- **Written task**
In the Monarch debugging notebook, why are CPU machines used instead of GPUs?

- **Passage to read**
# Studio 3: Interactive Debugging for Distributed Training

Welcome to Studio 3! In this notebook, you'll master **interactive debugging** techniques for distributed systems using Monarch.

> **Note:** This notebook uses **CPU machines** since debugging techniques don't require GPU resources.

## The Challenge

Debugging distributed training is notoriously difficult:
- Issues may only appear on specific ranks or nodes
- Traditional debuggers don't work across multiple processes
- Environment differences between nodes are hard to inspect
- Logs from 128+ processes are overwhelming

## Monarch's Solution

Monarch provides powerful debugging capabilities:
1. **Interactive breakpoints** - Use `pdb` with distributed actors
2. **Selective debugging** - Attach to specific ranks
3. **Environment inspection** - Query env vars across all nodes
4. **Monarch debug CLI** - Unified interface for distributed debugging

## What You'll Learn

### Environment Variable Management
- Inspect environment variables across nodes
- Set and modify env vars remotely
- Query variables by prefix (CUDA, NCCL, etc.)

### Interactive Debugging with Breakpoints
- Add breakpoints to actor methods
- Use `monarch debug` CLI
- Attach to specific ranks for interactive debugging
- Send debugger commands to multiple ranks

## Prerequisites

**Recommended:** Complete [Studio 1: Getting Started](./studio_1_getting_started.ipynb) and [Studio 2: Workspace Sync](./studio_2_workspace_sync.ipynb) first!

You should have:
- Basic understanding of Monarch actors and endpoints

**New to Monarch?** Start with [Studio 0: Monarch Basics](./studio_0_monarch_basics.ipynb) to learn about Actors, Endpoints, and Process Meshes!

## Lightning Studios Series

This is **Studio 3** of the series:

- **[Studio 0: Monarch Basics](./studio_0_monarch_basics.ipynb)** - Learn Monarch fundamentals
- **[Studio 1: Getting Started](./studio_1_getting_started.ipynb)** - Multi-node training (GPU)
- **[Studio 2: Workspace Sync](./studio_2_workspace_sync.ipynb)** - Hot-reload configs (CPU)
- **Studio 3: Interactive Debugging** - Debug distributed systems (YOU ARE HERE - CPU)

Let's dive in!

---

# Retrieve the job or Setup (If Starting Fresh)

If you're continuing from Studio 1 or 2, you can retrieve the created job here; otherwise the cell below will create a new job

In [None]:
import os
import sys
import logging
# Need to set before importing monarch
os.environ["MONARCH_FILE_LOG"] = "debug"
os.environ["HYPERACTOR_MESH_ENABLE_LOG_FORWARDING"] = "true"
os.environ["HYPERACTOR_MESH_ENABLE_FILE_CAPTURE"] = "true"
os.environ["HYPERACTOR_MESH_TAIL_LOG_LINES"] = "100"

import socket
import time

from lightning_sdk import Status
from utils import get_host_ip_addr, bootstrap_addr
from monarch.actor import Actor, enable_transport, endpoint, current_rank
from monarch._src.actor.bootstrap import attach_to_workers

# Configuration - Using CPU machines for debugging demo
NUM_NODES = 2
NUM_CPUS = 4  # CPU_X_4 machines have 4 CPUs
USE_CPU = True  # Use CPU machines instead of GPU
port = 26600

# Enable client transport
host_ip_addr = get_host_ip_addr(addr_type="public")

Dataset excerpt:
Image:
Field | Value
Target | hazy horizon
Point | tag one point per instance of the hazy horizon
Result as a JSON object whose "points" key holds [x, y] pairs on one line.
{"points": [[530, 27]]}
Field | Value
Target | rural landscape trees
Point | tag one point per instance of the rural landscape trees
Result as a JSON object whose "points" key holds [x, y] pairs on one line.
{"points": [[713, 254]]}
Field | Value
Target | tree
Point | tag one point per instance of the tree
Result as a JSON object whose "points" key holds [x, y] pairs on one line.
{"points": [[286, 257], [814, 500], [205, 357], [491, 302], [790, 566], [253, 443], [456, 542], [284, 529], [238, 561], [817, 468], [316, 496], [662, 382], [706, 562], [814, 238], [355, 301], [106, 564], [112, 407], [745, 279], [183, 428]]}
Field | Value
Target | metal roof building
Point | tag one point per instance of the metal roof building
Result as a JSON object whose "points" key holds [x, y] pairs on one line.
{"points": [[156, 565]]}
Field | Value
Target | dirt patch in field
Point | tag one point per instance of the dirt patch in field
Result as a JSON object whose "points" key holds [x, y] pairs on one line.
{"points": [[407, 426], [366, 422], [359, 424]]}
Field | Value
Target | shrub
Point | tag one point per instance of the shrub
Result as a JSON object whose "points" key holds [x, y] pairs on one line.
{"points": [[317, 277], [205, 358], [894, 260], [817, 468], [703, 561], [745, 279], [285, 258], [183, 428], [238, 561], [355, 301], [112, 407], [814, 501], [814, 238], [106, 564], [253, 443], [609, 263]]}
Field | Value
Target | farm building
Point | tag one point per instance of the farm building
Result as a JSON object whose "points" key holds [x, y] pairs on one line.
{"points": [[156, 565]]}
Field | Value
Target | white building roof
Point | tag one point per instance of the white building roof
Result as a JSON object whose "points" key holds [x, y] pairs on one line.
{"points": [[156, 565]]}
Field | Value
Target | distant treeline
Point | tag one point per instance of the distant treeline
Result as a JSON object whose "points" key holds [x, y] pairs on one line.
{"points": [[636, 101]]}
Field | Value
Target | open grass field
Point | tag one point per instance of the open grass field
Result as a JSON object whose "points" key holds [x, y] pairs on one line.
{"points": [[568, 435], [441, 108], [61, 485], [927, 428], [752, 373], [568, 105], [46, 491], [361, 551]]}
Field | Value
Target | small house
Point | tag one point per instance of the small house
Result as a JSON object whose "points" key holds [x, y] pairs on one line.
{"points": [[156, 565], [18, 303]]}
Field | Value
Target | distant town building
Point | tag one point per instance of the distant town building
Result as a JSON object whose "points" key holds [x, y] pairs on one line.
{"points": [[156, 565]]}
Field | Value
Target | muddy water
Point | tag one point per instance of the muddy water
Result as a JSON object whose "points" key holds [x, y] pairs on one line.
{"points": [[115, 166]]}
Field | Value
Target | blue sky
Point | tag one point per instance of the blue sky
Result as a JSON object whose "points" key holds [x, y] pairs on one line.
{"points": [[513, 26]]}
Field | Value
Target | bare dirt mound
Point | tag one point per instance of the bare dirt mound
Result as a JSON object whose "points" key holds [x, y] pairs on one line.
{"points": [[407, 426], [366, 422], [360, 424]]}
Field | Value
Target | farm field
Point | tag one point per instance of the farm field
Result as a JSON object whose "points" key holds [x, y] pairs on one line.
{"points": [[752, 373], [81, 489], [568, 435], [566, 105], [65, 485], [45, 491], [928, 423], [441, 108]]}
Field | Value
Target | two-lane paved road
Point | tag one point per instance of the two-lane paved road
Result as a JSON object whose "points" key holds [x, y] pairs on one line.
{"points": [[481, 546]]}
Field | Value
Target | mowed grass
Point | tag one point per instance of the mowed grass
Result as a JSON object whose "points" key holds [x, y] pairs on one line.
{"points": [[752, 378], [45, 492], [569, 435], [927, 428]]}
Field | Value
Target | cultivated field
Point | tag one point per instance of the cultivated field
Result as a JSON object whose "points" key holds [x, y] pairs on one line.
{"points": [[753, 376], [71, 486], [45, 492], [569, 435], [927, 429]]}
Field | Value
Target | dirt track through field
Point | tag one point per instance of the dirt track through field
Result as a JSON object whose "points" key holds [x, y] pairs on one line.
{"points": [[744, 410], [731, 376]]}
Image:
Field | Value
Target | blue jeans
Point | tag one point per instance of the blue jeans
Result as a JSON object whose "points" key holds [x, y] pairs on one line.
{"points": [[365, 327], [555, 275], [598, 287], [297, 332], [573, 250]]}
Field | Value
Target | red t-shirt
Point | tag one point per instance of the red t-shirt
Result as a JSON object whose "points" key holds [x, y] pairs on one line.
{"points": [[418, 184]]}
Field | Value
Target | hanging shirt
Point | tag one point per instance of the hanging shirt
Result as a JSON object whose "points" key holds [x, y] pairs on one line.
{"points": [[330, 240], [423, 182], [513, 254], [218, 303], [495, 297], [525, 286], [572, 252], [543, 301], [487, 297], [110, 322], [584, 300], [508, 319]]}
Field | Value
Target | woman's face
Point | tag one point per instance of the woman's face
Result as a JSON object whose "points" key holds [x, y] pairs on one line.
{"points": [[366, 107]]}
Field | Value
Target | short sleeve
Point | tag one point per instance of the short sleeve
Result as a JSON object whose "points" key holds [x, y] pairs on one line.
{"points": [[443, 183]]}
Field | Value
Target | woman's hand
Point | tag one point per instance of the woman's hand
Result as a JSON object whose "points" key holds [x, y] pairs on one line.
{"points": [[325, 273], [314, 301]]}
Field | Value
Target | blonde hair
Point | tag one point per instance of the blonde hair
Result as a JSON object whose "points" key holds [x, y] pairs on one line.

- **Reply**
Debugging techniques don't require GPU resources.